◆ **WHAT IS REQUIRED**: Repeat the data exactly, every last line of it.

◆ **INPUT FOR THIS TASK**:
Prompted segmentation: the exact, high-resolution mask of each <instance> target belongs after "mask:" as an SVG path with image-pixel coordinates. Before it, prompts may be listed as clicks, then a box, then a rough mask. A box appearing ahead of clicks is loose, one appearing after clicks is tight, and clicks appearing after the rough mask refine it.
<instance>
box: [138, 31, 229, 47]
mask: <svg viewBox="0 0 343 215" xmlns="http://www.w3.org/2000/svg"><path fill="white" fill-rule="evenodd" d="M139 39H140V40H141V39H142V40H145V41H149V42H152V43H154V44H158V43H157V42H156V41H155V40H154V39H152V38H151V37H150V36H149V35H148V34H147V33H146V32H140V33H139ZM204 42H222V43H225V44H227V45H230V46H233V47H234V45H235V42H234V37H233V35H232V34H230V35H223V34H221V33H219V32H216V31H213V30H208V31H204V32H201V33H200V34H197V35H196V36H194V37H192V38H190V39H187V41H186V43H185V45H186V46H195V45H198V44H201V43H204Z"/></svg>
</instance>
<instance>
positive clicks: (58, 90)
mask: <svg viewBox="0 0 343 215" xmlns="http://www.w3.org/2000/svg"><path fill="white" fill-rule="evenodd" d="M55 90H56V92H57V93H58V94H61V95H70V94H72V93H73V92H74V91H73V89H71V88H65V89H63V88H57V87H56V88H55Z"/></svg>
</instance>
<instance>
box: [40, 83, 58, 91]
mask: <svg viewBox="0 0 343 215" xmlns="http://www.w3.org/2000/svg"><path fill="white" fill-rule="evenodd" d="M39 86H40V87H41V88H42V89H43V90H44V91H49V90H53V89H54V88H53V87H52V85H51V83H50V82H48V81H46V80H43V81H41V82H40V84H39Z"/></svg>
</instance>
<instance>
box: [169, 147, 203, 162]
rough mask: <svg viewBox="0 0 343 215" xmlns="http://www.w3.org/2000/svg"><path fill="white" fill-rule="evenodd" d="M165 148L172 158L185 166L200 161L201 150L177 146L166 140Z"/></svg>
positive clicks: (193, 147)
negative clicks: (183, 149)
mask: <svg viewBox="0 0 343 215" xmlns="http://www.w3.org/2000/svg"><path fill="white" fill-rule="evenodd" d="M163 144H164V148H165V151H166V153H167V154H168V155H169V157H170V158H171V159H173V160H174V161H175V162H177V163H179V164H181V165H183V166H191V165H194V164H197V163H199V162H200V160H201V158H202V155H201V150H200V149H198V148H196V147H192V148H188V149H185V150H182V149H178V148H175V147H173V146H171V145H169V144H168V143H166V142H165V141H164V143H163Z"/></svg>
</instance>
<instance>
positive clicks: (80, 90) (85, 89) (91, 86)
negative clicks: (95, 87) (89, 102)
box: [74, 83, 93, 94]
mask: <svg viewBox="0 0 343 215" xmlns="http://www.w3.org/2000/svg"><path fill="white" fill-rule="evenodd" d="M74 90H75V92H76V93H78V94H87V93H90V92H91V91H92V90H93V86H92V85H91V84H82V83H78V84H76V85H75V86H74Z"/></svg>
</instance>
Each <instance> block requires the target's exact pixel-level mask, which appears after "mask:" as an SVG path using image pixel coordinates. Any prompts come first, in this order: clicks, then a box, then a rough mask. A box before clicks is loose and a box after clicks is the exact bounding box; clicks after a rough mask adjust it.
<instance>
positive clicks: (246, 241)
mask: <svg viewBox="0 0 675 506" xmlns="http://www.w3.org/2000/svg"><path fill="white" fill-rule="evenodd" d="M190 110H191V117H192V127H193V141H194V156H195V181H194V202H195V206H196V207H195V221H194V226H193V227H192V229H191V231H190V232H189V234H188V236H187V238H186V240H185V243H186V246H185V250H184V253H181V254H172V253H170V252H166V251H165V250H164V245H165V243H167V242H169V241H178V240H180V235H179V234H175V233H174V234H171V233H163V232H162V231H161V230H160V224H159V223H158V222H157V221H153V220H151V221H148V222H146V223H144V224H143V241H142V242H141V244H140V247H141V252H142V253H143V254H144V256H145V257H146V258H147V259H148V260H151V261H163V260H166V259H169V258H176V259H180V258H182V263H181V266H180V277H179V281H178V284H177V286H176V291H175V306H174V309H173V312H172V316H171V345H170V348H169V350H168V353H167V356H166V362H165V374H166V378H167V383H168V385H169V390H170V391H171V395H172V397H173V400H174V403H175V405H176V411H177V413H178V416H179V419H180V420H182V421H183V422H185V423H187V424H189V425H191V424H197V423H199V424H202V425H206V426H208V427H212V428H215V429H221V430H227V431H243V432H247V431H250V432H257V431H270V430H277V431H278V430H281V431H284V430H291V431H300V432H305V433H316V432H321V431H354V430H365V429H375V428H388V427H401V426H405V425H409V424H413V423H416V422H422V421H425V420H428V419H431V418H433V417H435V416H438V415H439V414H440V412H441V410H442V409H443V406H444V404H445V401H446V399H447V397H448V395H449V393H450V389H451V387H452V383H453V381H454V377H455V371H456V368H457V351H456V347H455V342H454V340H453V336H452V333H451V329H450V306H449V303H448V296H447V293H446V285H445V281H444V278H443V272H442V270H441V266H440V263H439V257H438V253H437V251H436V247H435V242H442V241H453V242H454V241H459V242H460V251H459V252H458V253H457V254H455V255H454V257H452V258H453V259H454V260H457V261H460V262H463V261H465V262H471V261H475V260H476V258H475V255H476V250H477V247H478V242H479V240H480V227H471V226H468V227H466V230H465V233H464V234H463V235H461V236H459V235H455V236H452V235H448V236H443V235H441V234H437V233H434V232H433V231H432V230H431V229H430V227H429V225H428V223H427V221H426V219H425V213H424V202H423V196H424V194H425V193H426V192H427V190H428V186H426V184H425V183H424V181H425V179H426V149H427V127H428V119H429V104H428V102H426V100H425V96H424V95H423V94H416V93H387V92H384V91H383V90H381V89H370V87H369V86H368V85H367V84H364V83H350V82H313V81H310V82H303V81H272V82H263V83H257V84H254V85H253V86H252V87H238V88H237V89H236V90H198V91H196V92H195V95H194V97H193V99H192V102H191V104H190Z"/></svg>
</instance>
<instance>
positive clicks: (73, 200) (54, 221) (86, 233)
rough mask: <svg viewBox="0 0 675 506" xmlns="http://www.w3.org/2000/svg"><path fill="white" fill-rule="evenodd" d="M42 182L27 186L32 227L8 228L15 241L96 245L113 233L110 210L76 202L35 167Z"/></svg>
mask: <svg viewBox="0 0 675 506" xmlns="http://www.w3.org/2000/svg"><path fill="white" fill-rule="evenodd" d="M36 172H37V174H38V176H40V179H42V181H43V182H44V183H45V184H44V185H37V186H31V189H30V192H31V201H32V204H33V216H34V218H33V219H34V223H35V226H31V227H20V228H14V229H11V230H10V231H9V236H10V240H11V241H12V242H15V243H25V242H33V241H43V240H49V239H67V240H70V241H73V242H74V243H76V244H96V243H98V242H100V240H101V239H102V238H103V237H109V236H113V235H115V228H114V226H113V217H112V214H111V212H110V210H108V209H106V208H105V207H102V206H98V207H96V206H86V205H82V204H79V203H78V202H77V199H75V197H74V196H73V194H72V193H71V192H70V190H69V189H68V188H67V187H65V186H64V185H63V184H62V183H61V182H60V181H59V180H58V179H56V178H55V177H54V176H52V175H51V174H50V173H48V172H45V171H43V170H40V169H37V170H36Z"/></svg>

◆ **SOLUTION TO THE EXERCISE**:
Prompted segmentation: the exact, high-resolution mask of each <instance> target belongs after "mask:" as an SVG path with image-pixel coordinates. Before it, prompts may be listed as clicks, then a box, then a rough mask. A box appearing ahead of clicks is loose, one appearing after clicks is tight, and clicks appearing after the rough mask refine it.
<instance>
box: [138, 31, 229, 47]
mask: <svg viewBox="0 0 343 215" xmlns="http://www.w3.org/2000/svg"><path fill="white" fill-rule="evenodd" d="M139 39H140V40H141V39H142V40H145V41H149V42H152V43H154V44H158V43H157V42H156V41H155V40H154V39H152V38H151V37H150V36H149V35H148V34H147V33H146V32H140V33H139ZM204 42H222V43H225V44H227V45H230V46H233V47H234V45H235V42H234V37H233V35H232V34H230V35H223V34H221V33H219V32H216V31H213V30H208V31H204V32H201V33H200V34H197V35H196V36H194V37H192V38H190V39H187V41H186V43H185V45H186V46H195V45H198V44H201V43H204Z"/></svg>
</instance>
<instance>
positive clicks: (58, 90)
mask: <svg viewBox="0 0 343 215" xmlns="http://www.w3.org/2000/svg"><path fill="white" fill-rule="evenodd" d="M55 90H56V92H57V93H58V94H61V95H70V94H72V93H73V92H74V91H73V89H71V88H65V89H63V88H57V87H56V88H55Z"/></svg>
</instance>
<instance>
box: [40, 83, 58, 91]
mask: <svg viewBox="0 0 343 215" xmlns="http://www.w3.org/2000/svg"><path fill="white" fill-rule="evenodd" d="M39 86H40V87H41V88H42V89H43V90H44V91H49V90H53V89H54V88H53V87H52V85H51V83H50V82H48V81H46V80H43V81H41V82H40V84H39Z"/></svg>
</instance>
<instance>
box: [169, 147, 203, 162]
rough mask: <svg viewBox="0 0 343 215" xmlns="http://www.w3.org/2000/svg"><path fill="white" fill-rule="evenodd" d="M165 148L172 158L185 166L200 161L201 150L177 146L166 140Z"/></svg>
positive clicks: (193, 147)
negative clicks: (183, 149)
mask: <svg viewBox="0 0 343 215" xmlns="http://www.w3.org/2000/svg"><path fill="white" fill-rule="evenodd" d="M163 144H164V148H165V151H166V153H167V154H168V155H169V157H170V158H171V159H173V160H174V161H175V162H177V163H179V164H181V165H183V166H191V165H194V164H197V163H199V162H200V160H201V158H202V155H201V150H200V149H198V148H196V147H192V148H188V149H185V150H182V149H178V148H175V147H173V146H171V145H169V144H168V143H166V142H165V141H164V143H163Z"/></svg>
</instance>
<instance>
positive clicks: (80, 90) (85, 89) (91, 86)
negative clicks: (95, 87) (89, 102)
box: [74, 83, 93, 94]
mask: <svg viewBox="0 0 343 215" xmlns="http://www.w3.org/2000/svg"><path fill="white" fill-rule="evenodd" d="M74 90H75V92H76V93H78V94H87V93H90V92H91V91H92V90H93V86H92V85H91V84H82V83H78V84H76V85H75V86H74Z"/></svg>
</instance>
Each <instance> block requires the target's exact pixel-level mask, which appears after "mask:" as an SVG path using image pixel coordinates. Any prompts come first, in this order: clicks, then a box, then a rough mask. A box before clicks is loose and a box after clicks is the exact bounding box; clicks after a rough mask adjust it.
<instance>
positive clicks: (246, 241)
mask: <svg viewBox="0 0 675 506" xmlns="http://www.w3.org/2000/svg"><path fill="white" fill-rule="evenodd" d="M190 110H191V117H192V127H193V141H194V156H195V181H194V202H195V206H196V207H195V221H194V226H193V227H192V229H191V231H190V232H189V234H188V236H187V238H186V240H185V243H186V246H185V250H184V253H181V254H172V253H170V252H166V251H165V250H164V245H165V243H167V242H169V241H178V240H180V235H179V234H175V233H174V234H171V233H163V232H162V231H161V230H160V224H159V223H158V222H157V221H153V220H151V221H148V222H146V223H144V224H143V241H142V242H141V244H140V247H141V252H142V253H143V254H144V256H145V257H146V258H147V259H148V260H151V261H163V260H166V259H169V258H176V259H180V258H182V263H181V266H180V277H179V281H178V284H177V286H176V291H175V306H174V309H173V312H172V316H171V345H170V348H169V350H168V353H167V356H166V362H165V374H166V378H167V383H168V385H169V390H170V391H171V395H172V397H173V400H174V403H175V405H176V411H177V413H178V416H179V419H180V420H182V421H183V422H185V423H187V424H189V425H191V424H197V423H199V424H202V425H206V426H208V427H212V428H215V429H221V430H227V431H243V432H247V431H250V432H257V431H270V430H277V431H278V430H281V431H284V430H291V431H300V432H305V433H316V432H321V431H354V430H365V429H375V428H388V427H401V426H405V425H409V424H413V423H416V422H422V421H425V420H428V419H431V418H433V417H435V416H438V415H439V414H440V412H441V410H442V409H443V406H444V404H445V401H446V399H447V397H448V395H449V393H450V389H451V387H452V383H453V381H454V377H455V371H456V368H457V351H456V347H455V342H454V340H453V336H452V333H451V329H450V306H449V303H448V296H447V293H446V285H445V281H444V278H443V272H442V270H441V266H440V263H439V257H438V253H437V251H436V247H435V242H442V241H453V242H454V241H459V242H460V251H459V252H458V253H457V254H455V255H454V257H452V258H453V259H454V260H457V261H460V262H463V261H465V262H471V261H475V260H476V258H475V255H476V250H477V247H478V242H479V240H480V227H471V226H468V227H466V230H465V233H464V234H463V235H461V236H459V235H455V236H452V235H448V236H443V235H441V234H437V233H434V232H433V231H432V230H431V229H430V227H429V225H428V223H427V221H426V219H425V213H424V202H423V196H424V194H425V193H426V192H427V190H428V186H426V184H425V183H424V181H425V179H426V149H427V127H428V119H429V104H428V102H426V100H425V96H424V95H423V94H416V93H387V92H384V91H383V90H381V89H370V87H369V86H368V85H367V84H364V83H350V82H313V81H310V82H303V81H272V82H263V83H257V84H254V85H253V86H252V87H238V88H237V89H236V90H198V91H196V92H195V95H194V97H193V99H192V102H191V104H190Z"/></svg>
</instance>
<instance>
positive clicks: (73, 200) (54, 221) (86, 233)
rough mask: <svg viewBox="0 0 675 506" xmlns="http://www.w3.org/2000/svg"><path fill="white" fill-rule="evenodd" d="M42 182L27 186L32 227L8 228L15 241L96 245L113 233L110 210L76 202L35 167Z"/></svg>
mask: <svg viewBox="0 0 675 506" xmlns="http://www.w3.org/2000/svg"><path fill="white" fill-rule="evenodd" d="M36 172H37V174H38V176H40V179H42V181H43V182H44V183H45V184H44V185H37V186H31V189H30V192H31V201H32V204H33V216H34V218H33V219H34V223H35V226H31V227H20V228H14V229H11V230H10V231H9V236H10V240H11V241H12V242H15V243H25V242H33V241H43V240H49V239H67V240H70V241H73V242H74V243H76V244H96V243H98V242H100V240H101V239H102V238H103V237H109V236H113V235H115V228H114V226H113V217H112V214H111V212H110V210H108V209H106V208H105V207H102V206H98V207H96V206H86V205H82V204H79V203H78V202H77V199H75V197H74V196H73V194H72V193H71V192H70V190H69V189H68V188H67V187H65V186H64V185H63V184H62V183H61V182H60V181H59V180H58V179H56V178H55V177H54V176H52V175H51V174H50V173H48V172H45V171H43V170H40V169H37V170H36Z"/></svg>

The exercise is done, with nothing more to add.